GESTELLTE AUFGABE =
Finde unten alle Zeilen, die das Wort „pixel“ enthalten, und schreibe sie vollständig ab. Groß- und Kleinschreibung sind dabei zu beachten.

AUSZUG DER DATEN =
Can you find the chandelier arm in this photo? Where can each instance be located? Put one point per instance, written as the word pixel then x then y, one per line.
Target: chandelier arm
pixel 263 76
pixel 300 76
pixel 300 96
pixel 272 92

ANTWORT ZUR AUFGABE =
Can you find the chandelier arm in this photo? Where can each instance be located? Put one point per instance, written as the word pixel then x then y, one per line.
pixel 263 76
pixel 300 76
pixel 300 96
pixel 272 92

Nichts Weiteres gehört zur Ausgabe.